# PASSAGE SHOWN
-- start --

Hosts, Zones & Machine Utilization


The provisioning process of processing unit instances makes no guarantee regarding which GSCs each instance is provisioned on. It makes a best effort to evenly distribute the instances across available GSCs, taking into account the number of services on each host.

The SLA enables you to define requirements which control the provisioning process of processing unit instances on the available GSCs. The requirements are based on machine level statistics and grouping of the GSC processes to zones (see below).

The following example shows the variety of supported requirements:

<os-sla:sla>
    <os-sla:requirements>
        <os-sla:host ip="192.168.0.1" />
        <os-sla:host ip="192.168.0.2" />
        <os-sla:zone name="zone1" />
        <os-sla:zone name="zone2" />
        <os-sla:cpu high=".9" />
        <os-sla:memory high=".8" />
    </os-sla:requirements>
</os-sla:sla>
<bean id="SLA" class="org.openspaces.pu.sla.SLA">
    <property name="requirements">
        <list>
            <bean class="org.openspaces.pu.sla.requirement.HostRequirement">
                <property name="id" value="192.168.0.1" />
            <bean class="org.openspaces.pu.sla.requirement.HostRequirement">
                <property name="id" value="192.168.0.2" />
            </bean>
            <bean class="org.openspaces.pu.sla.requirement.ZoneRequirement">
                <property name="zone" value="zone1" />
            </bean>
            <bean class="org.openspaces.pu.sla.requirement.ZoneRequirement">
                <property name="zone" value="zone2" />
            </bean>
            <bean class="org.openspaces.pu.sla.requirement.CpuRequirement">
                <property name="high" value=".9" />
            </bean>
            <bean class="org.openspaces.pu.sla.requirement.MemoryRequirement">
                <property name="high" value=".8" />
            </bean>
        </list>
    </property>
</bean>

The above requirements contain the following provisioning constraints which are enforced by the GSM:

  • Only provision the processing unit instances to hosts 192.168.0.1 and 192.168.0.2
  • Only provision the processing unit instances to GSCs which belong to zone “zone1” or zone “zone2”
  • Do not provision processing unit instances to GSCs whose hosting machine utilizes more than 90% of its CPU
  • Do not provision processing unit instances to GSCs whose hosting JVM process utilizes more than 80% of its RAM

When using the host or zone requirements, note that more than one requirement can be defined (for example, to define a set of machines this Processing Unit can be deployed to; define the machine’s CPU utilization limit; and define the GSC’s memory usage limit ).

-- end --

# REQUIREMENTS
1. Reproduce the SLA text word for word from "Hosts, Zones &" to "on each host.".
2. Decide whether each statement agrees with the SLA text, answering yes or no and quoting the words that settle it.
(a) The provisioning process guarantees which GSCs each instance is provisioned on.
(b) Instances are not provisioned to GSCs whose hosting machine uses more than 90% of its CPU.
(c) The 80% memory limit applies to the RAM of the whole hosting machine.
3. Answer these questions from the SLA text.
(a) What does the provisioning process take into account when it distributes instances across available GSCs?
(b) On what are the SLA requirements based?
(c) Which component enforces the provisioning constraints?

# RECORD EXCERPTS
-- start --

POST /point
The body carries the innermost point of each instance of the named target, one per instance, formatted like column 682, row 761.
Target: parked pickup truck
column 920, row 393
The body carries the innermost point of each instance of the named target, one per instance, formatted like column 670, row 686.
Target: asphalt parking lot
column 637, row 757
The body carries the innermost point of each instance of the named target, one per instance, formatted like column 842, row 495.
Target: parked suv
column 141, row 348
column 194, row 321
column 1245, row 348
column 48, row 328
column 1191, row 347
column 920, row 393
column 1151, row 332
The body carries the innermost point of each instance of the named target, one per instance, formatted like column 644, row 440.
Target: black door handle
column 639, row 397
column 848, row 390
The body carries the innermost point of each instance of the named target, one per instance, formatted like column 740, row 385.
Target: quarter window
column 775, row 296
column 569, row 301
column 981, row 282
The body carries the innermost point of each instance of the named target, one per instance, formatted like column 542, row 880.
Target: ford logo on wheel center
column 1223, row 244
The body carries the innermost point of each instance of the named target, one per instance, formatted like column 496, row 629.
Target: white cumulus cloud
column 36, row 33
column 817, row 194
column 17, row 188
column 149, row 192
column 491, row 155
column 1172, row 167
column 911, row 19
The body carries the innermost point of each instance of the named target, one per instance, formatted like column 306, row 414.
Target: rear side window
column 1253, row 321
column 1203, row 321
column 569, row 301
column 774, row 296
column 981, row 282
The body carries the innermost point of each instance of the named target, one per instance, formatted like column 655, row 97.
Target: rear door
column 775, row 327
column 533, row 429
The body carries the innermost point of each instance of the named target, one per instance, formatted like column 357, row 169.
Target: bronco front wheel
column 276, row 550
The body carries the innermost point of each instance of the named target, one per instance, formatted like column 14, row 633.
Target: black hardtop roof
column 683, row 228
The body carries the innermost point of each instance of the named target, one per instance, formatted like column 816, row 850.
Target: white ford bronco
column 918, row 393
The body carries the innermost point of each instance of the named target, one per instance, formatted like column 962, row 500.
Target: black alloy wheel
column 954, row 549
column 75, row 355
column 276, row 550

-- end --

# SOLUTIONS TO EACH TASK
1.
Hosts, Zones & Machine Utilization


The provisioning process of processing unit instances makes no guarantee regarding which GSCs each instance is provisioned on. It makes a best effort to evenly distribute the instances across available GSCs, taking into account the number of services on each host.

2.
(a) No: "makes no guarantee regarding which GSCs each instance is provisioned on"
(b) Yes: "Do not provision processing unit instances to GSCs whose hosting machine utilizes more than 90% of its CPU"
(c) No: "Do not provision processing unit instances to GSCs whose hosting JVM process utilizes more than 80% of its RAM"

3.
(a) The number of services on each host.
(b) Machine-level statistics and the grouping of the GSC processes into zones.
(c) The GSM.